+++ SOURCE EXTRACT
My AIARE 1 Avalanche Course Experience

This past weekend, I took my AIARE 1 Avalanche Course right here in Park City. This course was long overdue, in my opinion. Since the beginning of this season, I knew I had to sign up for a course; but by the time I got around to it, the earliest availability was in February (a.k.a. not soon enough). So as the season progressed, I crept more and more into the backcountry, without the education I need. 

Day 1: The Classroom – – Day 2: Rescue and Travel – – Day 3: Student Lead Tour

Like most backcountry skiers, I got my first experience, heading out of the gate with a ski partner who had previous avalanche education. I assumed they knew what they were doing, and what they were getting me into. Blind trust. He has years of experience, and I had none. And because of that day, and the incredible snow I skied, I dove head first into my avalanche education. Quickly reading through, “Snow Sense, A Guide to Evaluating Snow Avalanche Hazard”, completing the online coursework from Know Before You Go, as well as the AIARE’s online learning. Everything I could get my hands on, I read or listened to, but I still did not feel comfortable traveling in avalanche terrain, nor skiing it. I played it safe, choosing only to ski lines were less than 30 degrees. I still felt like I was missing something.

So this weekend, I took off work on Friday, so that I could start my 3-day avalanche course. First day takes places in the classroom, followed by two days in the field. And by Sunday, my perception of traveling in Avalanche Terrain completely changed. Heading into this class, I feared avalanches, I feared not understanding the snowpack, and definitely not understanding the types of avalanches. There’s only so much you can learn in a book, or online, until you need to hear the words from the mouth of an experienced professional.
++++++
TASK INSTRUCTIONS:
[A] Answer these questions about the avalanche course post, each in a short phrase:
(i) In what town did the writer take the AIARE 1 course?
(ii) Before the course, what slope angle did the writer keep to when choosing lines to ski?
(iii) How are the three days of the course divided?
[B] Summarize the avalanche course post in two sentences.
+++ RECORD EXCERPTS
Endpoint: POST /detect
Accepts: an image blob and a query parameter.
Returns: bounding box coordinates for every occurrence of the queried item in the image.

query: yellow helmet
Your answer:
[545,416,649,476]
++++++
FULL SOLUTIONS:
[A]
(i) Park City
(ii) Less than 30 degrees
(iii) One day in the classroom, followed by two days in the field

[B] The writer's first backcountry trip relied on blind trust in an experienced partner, and reading and online coursework that followed still left the writer uncomfortable in avalanche terrain. After a three-day AIARE 1 course in Park City, with one classroom day and two field days, the writer's perception of traveling in avalanche terrain had completely changed by Sunday.